Write out every line of the records below as a numbered list, skipping blank lines and omitting the pictures.

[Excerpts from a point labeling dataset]
* * * * * * * * *

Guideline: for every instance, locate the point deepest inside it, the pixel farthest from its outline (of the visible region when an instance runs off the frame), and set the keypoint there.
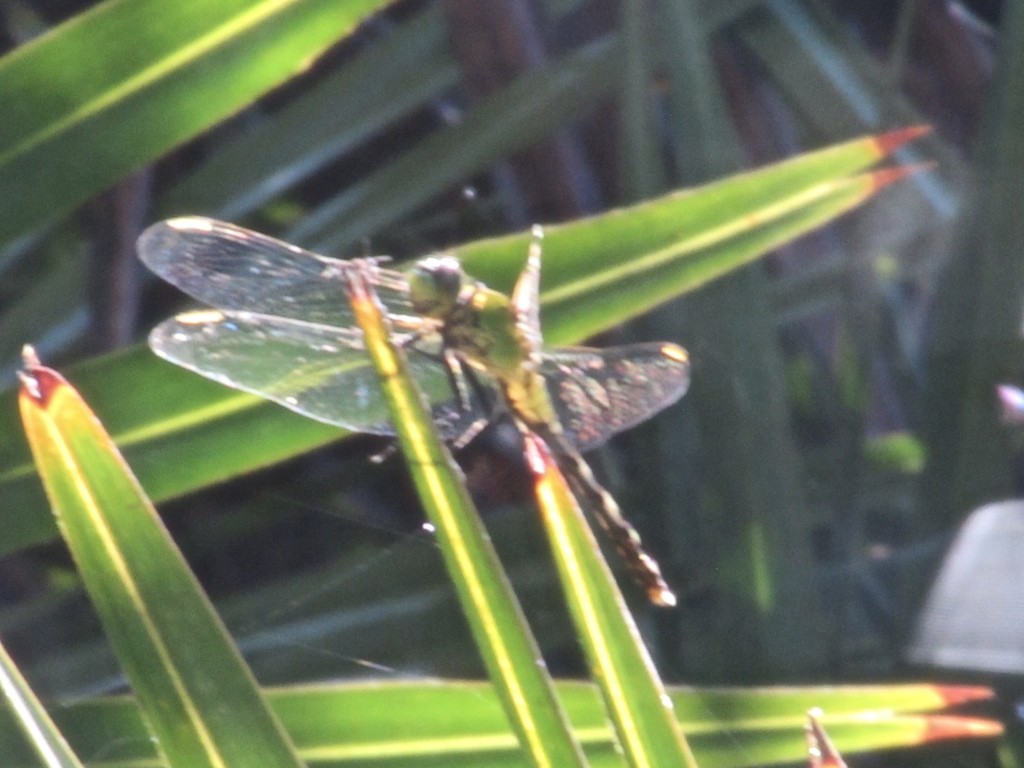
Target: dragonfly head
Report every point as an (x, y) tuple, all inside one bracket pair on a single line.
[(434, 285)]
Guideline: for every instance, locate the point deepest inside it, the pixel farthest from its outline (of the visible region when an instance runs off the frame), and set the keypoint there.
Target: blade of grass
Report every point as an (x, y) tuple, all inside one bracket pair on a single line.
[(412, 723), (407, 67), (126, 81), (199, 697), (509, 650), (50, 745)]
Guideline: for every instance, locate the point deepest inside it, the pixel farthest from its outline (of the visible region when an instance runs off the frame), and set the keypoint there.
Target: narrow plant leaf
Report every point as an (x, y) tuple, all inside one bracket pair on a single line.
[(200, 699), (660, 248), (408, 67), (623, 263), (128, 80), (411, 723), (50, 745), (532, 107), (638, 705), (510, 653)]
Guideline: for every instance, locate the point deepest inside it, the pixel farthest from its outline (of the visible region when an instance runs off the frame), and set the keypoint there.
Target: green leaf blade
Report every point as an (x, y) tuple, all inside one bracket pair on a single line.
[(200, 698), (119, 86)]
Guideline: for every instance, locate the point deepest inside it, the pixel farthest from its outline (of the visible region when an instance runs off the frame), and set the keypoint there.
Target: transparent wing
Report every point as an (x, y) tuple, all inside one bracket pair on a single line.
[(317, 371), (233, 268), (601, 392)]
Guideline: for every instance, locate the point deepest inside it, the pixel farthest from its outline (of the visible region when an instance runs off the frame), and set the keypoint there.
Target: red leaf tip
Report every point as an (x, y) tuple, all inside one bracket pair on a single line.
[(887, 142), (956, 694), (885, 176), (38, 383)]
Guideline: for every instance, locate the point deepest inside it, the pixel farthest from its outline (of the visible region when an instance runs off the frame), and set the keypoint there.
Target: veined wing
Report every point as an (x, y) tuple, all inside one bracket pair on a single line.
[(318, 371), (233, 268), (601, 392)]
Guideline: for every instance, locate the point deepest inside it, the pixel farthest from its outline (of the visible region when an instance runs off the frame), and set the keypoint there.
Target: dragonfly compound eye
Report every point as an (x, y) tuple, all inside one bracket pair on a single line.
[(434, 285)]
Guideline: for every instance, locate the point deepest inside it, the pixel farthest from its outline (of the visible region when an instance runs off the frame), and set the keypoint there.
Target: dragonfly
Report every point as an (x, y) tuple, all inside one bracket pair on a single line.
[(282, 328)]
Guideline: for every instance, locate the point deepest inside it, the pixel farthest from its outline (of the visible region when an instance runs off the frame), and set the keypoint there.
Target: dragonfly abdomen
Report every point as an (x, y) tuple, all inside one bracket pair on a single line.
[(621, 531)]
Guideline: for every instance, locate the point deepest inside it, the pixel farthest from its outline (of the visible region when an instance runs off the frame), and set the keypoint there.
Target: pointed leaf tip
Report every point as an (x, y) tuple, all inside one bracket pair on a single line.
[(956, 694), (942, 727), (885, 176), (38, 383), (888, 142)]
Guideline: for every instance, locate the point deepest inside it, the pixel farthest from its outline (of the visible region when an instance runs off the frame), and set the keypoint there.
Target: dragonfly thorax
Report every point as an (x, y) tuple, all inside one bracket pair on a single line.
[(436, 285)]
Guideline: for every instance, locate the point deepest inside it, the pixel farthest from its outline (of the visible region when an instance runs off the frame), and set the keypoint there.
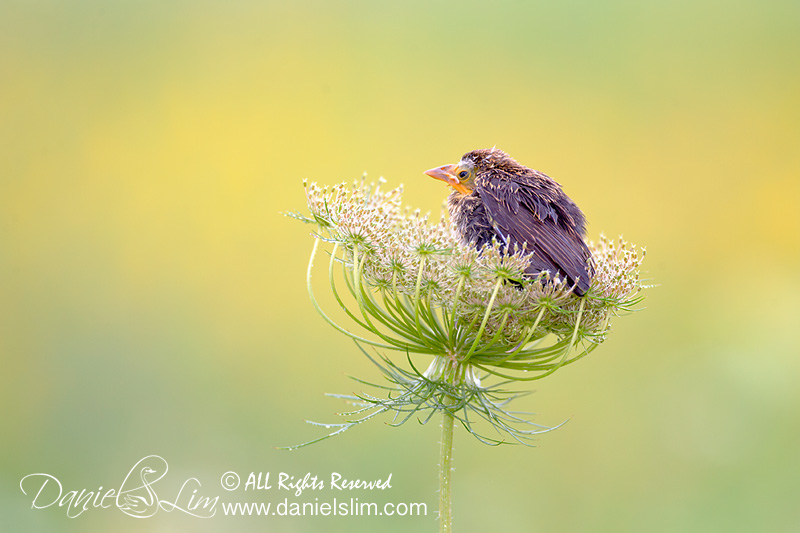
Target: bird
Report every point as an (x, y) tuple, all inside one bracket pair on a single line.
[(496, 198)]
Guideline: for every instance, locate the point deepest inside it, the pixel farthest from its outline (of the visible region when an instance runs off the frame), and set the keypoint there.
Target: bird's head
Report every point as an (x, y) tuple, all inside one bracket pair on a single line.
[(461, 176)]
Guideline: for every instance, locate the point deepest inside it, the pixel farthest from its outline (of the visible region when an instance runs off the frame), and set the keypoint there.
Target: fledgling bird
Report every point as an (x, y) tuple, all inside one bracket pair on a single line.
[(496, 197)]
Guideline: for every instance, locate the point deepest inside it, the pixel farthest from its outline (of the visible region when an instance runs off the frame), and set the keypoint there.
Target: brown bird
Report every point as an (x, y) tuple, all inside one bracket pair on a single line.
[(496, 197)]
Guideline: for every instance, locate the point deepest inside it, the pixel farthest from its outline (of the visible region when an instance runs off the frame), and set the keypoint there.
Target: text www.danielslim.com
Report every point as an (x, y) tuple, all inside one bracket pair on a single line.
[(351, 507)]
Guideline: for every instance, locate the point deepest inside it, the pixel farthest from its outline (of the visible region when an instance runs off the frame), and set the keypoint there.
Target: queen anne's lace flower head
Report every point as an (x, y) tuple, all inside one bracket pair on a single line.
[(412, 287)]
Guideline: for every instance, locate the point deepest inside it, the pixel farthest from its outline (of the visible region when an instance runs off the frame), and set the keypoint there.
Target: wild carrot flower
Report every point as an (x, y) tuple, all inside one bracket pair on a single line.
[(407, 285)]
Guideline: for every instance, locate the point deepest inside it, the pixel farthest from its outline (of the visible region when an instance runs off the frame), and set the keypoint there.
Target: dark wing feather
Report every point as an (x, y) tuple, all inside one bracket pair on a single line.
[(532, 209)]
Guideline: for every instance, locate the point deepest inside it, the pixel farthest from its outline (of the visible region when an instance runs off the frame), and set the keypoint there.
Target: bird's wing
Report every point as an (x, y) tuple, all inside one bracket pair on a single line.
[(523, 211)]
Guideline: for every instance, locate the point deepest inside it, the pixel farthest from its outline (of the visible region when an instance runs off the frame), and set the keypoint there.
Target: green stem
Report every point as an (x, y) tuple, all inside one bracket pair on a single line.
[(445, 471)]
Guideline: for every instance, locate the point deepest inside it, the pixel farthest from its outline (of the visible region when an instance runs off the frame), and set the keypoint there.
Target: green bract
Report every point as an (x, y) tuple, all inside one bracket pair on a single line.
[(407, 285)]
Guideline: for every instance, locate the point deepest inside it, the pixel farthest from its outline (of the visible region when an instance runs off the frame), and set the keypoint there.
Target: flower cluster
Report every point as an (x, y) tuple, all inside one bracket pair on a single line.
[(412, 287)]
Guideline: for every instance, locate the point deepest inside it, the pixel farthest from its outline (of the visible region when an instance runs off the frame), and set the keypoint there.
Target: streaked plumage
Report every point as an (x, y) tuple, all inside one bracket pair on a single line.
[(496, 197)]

* * * * * * * * *

# Correct output:
1. Guideline: for every instance, locate the point deepest inside it, the pixel farthest from its outline (of the visible region when an instance runs off the frame), and set the keypoint there.
2. Target: dragonfly head
3. Report every point as an (x, y) tuple, all inside one bracket pair on a single line.
4. [(434, 285)]
5. Guideline: for every instance, locate the point deepest inside it, the pixel farthest from its outline (of the visible region when an instance runs off the frame), and set the keypoint there.
6. Target: blade of grass
7. Report every point as an (x, y) tuple, all inside one bracket pair on a single line.
8. [(412, 723), (407, 67), (126, 81), (199, 697), (509, 650), (50, 745)]
9. Guideline: for every instance, locate the point deepest inside it, the pixel farthest from its outline (of the visible region when an instance runs off the frame), and set the keypoint there.
10. Target: narrow plant leaf
11. Report every point as an (x, y) tuple, all inside one bracket pair on a single line.
12. [(200, 699), (660, 248), (408, 67), (623, 263), (128, 80), (411, 723), (50, 745), (532, 107), (638, 705), (510, 653)]
13. Guideline: for every instance, locate the point deepest inside it, the pixel farthest from its outline (of the visible region when an instance runs off the frame), and set the keypoint there.
14. Target: green leaf blade
15. Report every point as an (x, y) tuple, all inside one bracket pair on a single line.
16. [(200, 698), (119, 86)]
17. Guideline: for every instance, locate the point deepest inside it, the pixel farthest from its outline (of the visible region when an instance runs off the frame), and set the keypoint there.
18. Target: transparent wing
19. Report every point as an (x, y) tuple, all inside one bracket pair on a single line.
20. [(317, 371), (233, 268), (601, 392)]
21. Guideline: for every instance, locate the point deepest inside it, the pixel farthest from its outline (of the visible region when an instance runs off the frame), and set the keypoint there.
22. Target: red leaf tip
23. Report every point as an (x, y) tuple, all inside one bracket pair on a single line.
24. [(887, 142), (956, 694), (885, 176), (38, 383)]
25. Guideline: for every instance, locate the point deepest inside it, the pixel farthest from its outline (of the visible region when an instance runs off the frame), and set the keypoint there.
26. Target: veined wing
27. Report every point as an (x, y) tuple, all inside one bracket pair on a single line.
28. [(318, 371), (233, 268), (601, 392)]
29. Guideline: for every instance, locate the point deepest inside it, the pixel farthest from its outline (of the visible region when an instance runs off the frame), and set the keypoint there.
30. Target: dragonfly compound eye
31. Report every point as an (x, y) tuple, all inside one bracket pair on a single line.
32. [(434, 285)]
33. Guideline: for every instance, locate the point deepest inside it, the pixel farthest from its outline (of the visible region when an instance runs off the frame), and set the keypoint there.
34. Target: dragonfly
35. Report every point as an (x, y) tuple, all inside one bracket pair on a single line.
36. [(282, 328)]
37. Guideline: for every instance, locate the point deepest inside it, the pixel farthest from its outline (of the visible region when an instance runs off the frame), and set the keypoint there.
38. Target: dragonfly abdomen
39. Report every point as an (x, y) tuple, all inside one bracket pair on a single line.
40. [(621, 531)]
41. Guideline: for every instance, locate the point deepest inside it, the pixel farthest from its outline (of the visible region when an instance runs off the frame), and set the keypoint there.
42. Target: pointed leaf tip
43. Report every point as an (x, y) tuple, all inside one bracket pair on a single line.
44. [(956, 694), (942, 727), (885, 176), (38, 383), (888, 142)]
45. Guideline: for every instance, locate the point deepest inside it, the pixel farthest from its outline (of the visible region when an instance runs off the frame), and set the keypoint there.
46. Target: dragonfly thorax
47. Report every point as an (x, y) tuple, all inside one bracket pair on a single line.
48. [(436, 285)]
49. Guideline: for every instance, locate the point deepest inside it, the pixel farthest from its outline (of the visible region when an instance runs off the frame), and set the keypoint there.
50. Target: bird
51. Report every point as an (x, y) tuple, all inside one bracket pair on a single line.
52. [(496, 198)]
53. Guideline: for every instance, locate the point deepest inside it, the pixel farthest from its outline (of the visible region when an instance runs off the frame), and set the keypoint there.
54. Target: bird's head
55. Report every point as an (x, y) tuple, all inside one bracket pair on a single line.
56. [(461, 176)]
57. Guideline: for every instance, locate the point deepest inside it, the pixel farthest from its outline (of the visible region when an instance runs off the frame), and set the keypoint there.
58. Target: fledgling bird
59. Report every point as an (x, y) tuple, all inside one bracket pair on a single line.
60. [(496, 197)]
61. Guideline: for every instance, locate the point deepest inside it, the pixel farthest from its outline (of the visible region when an instance runs off the frame), and set the keypoint there.
62. Target: brown bird
63. Report every point as an (x, y) tuple, all inside one bracket pair on a single line.
64. [(496, 197)]
65. Guideline: for every instance, locate the point deepest inside it, the pixel farthest from its outline (of the visible region when an instance runs off the frame), and set the keypoint there.
66. Target: text www.danielslim.com
67. Report every point as an (x, y) tuple, all inside one bracket pair on a single line.
68. [(351, 507)]
69. Guideline: for every instance, locate the point deepest inside it, the pixel farthest from its outline (of the visible region when an instance runs off the frame), and set the keypoint there.
70. Target: queen anne's lace flower head
71. Report every point as an (x, y) tuple, all inside one bracket pair on a single line.
72. [(412, 287)]
73. Guideline: for every instance, locate the point deepest inside it, the pixel farthest from its outline (of the visible region when an instance runs off the frame), and set the keypoint there.
74. Target: wild carrot flower
75. Report every point as an (x, y) tuple, all inside one bracket pair on a single line.
76. [(407, 285)]
77. Guideline: for every instance, locate the point deepest inside it, the pixel farthest from its outline (of the visible region when an instance runs off the frame), and set the keypoint there.
78. Target: dark wing feather
79. Report every point as an (x, y) tuple, all inside one bracket pair on a single line.
80. [(532, 209)]
81. Guideline: for every instance, locate the point deepest inside it, the pixel farthest from its outline (of the visible region when an instance runs off the frame), and set the keypoint there.
82. Target: bird's wing
83. Report every point as an (x, y) tuple, all inside one bracket pair on a single line.
84. [(523, 211)]
85. Guideline: for every instance, locate the point deepest inside it, the pixel farthest from its outline (of the visible region when an instance runs off the frame), and set the keypoint there.
86. Target: green stem
87. Report every point as an (x, y) tuple, all inside one bracket pair on a single line.
88. [(445, 471)]
89. Guideline: for every instance, locate the point deepest inside it, the pixel farthest from its outline (of the visible region when an instance runs off the frame), and set the keypoint there.
90. Target: green bract
91. Report every point as an (x, y) tuple, all inside one bracket pair on a single line.
92. [(407, 285)]
93. Guideline: for every instance, locate the point deepest inside it, the pixel farthest from its outline (of the visible region when an instance runs off the frame), and set the keypoint there.
94. Target: flower cluster
95. Report every point as an (x, y) tuple, all inside one bracket pair on a single line.
96. [(412, 287)]
97. Guideline: for every instance, locate the point deepest inside it, the pixel farthest from its outline (of the visible region when an instance runs off the frame), and set the keypoint there.
98. Target: streaked plumage
99. Report every point as an (x, y) tuple, all inside one bracket pair on a single line.
100. [(496, 197)]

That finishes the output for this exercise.